*Text extract*.
[Begin]
Tai Sodje

Personal information
- Full name: Taione Richard Evumena Sodje
- Date of birth: 20 September 2003 (age 22)
- Place of birth: Sheffield, England
- Height: 1.79 m (5 ft 10 in)
- Position: Forward

Team information
- Current team: Walsall
- Number: 7

Youth career
- Sheffield United
- 2015–2025: Manchester City

Senior career*
- Years: Team / Apps / (Gls)
- 2025–2026: Buxton / 25 / (11)
- 2026–: Walsall / 0 / (0)

= Tai Sodje =

English footballer (born 2003)

Taione Richard Evumena Sodje (born 20 September 2003) is an English professional footballer who plays as a forward for club Walsall.
[End]
*Brief*. Reproduce the part of the Tai Sodje profile that opens with the words containing "Personal information" and closes with "(5 ft 10 in)", copying it word for word.

*Dataset excerpts*.
[Begin]
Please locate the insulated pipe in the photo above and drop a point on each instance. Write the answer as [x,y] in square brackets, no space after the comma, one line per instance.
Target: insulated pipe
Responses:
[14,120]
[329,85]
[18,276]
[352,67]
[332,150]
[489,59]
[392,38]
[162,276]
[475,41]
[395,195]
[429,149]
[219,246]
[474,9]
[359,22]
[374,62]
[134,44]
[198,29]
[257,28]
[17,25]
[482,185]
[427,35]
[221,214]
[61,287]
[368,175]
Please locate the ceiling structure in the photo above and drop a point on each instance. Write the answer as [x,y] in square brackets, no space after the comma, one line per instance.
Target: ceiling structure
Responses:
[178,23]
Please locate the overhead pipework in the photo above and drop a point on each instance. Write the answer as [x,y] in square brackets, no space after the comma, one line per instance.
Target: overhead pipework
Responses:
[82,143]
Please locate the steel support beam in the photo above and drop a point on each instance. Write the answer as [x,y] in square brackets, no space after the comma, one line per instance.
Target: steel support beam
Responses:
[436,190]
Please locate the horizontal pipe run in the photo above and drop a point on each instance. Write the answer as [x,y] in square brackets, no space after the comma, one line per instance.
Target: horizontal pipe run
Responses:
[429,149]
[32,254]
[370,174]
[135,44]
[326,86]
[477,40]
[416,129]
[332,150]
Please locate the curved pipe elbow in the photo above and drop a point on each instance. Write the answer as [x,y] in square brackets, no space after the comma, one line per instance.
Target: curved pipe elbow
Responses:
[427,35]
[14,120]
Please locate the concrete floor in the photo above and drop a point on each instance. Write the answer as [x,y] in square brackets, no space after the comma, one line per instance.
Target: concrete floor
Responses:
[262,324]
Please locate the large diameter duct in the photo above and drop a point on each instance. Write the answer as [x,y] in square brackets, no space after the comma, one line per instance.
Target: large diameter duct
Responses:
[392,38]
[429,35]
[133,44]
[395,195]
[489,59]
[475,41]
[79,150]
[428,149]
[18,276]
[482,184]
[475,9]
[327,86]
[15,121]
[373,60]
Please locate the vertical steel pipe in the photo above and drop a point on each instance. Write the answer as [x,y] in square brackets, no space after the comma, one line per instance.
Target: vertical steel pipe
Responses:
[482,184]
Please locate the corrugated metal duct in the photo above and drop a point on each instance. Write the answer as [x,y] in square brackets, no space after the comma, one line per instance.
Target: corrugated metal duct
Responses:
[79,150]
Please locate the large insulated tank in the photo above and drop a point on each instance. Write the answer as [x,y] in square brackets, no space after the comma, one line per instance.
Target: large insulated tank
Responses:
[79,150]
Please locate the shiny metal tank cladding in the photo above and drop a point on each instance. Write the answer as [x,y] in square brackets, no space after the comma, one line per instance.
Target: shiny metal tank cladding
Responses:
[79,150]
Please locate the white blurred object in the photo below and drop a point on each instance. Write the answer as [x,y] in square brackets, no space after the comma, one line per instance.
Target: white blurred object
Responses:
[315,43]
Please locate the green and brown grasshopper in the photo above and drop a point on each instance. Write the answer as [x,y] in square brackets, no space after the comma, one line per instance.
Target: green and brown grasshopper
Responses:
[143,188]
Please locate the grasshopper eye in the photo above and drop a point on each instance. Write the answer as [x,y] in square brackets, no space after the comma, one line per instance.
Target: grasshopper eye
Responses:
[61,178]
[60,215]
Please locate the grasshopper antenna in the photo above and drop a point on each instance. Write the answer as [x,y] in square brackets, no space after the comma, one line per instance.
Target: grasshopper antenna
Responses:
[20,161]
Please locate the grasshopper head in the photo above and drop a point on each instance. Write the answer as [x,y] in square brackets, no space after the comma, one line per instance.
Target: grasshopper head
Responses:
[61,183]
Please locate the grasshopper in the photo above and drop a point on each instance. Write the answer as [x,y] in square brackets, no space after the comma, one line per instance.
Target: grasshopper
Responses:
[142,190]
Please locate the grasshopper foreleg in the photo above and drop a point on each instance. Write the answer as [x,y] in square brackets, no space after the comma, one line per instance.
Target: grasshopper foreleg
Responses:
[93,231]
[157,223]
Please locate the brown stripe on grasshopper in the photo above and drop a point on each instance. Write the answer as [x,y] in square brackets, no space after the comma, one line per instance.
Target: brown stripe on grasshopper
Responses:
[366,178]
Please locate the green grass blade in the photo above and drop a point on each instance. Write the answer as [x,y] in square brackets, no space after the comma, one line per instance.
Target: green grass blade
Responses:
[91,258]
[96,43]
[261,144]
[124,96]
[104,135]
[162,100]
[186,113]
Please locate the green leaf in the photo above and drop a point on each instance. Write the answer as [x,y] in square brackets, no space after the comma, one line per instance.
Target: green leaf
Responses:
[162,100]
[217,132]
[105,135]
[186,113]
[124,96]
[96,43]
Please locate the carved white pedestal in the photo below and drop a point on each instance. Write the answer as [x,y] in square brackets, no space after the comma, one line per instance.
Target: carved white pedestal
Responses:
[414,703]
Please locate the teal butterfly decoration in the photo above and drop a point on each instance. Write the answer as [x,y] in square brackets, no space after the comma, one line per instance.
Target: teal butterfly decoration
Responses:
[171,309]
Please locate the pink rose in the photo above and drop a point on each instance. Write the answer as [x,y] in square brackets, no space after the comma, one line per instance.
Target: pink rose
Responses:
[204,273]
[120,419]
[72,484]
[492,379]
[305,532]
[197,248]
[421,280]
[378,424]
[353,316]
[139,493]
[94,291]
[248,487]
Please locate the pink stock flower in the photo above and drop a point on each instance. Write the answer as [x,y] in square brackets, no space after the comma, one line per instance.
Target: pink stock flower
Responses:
[End]
*The solution*.
Personal information
- Full name: Taione Richard Evumena Sodje
- Date of birth: 20 September 2003 (age 22)
- Place of birth: Sheffield, England
- Height: 1.79 m (5 ft 10 in)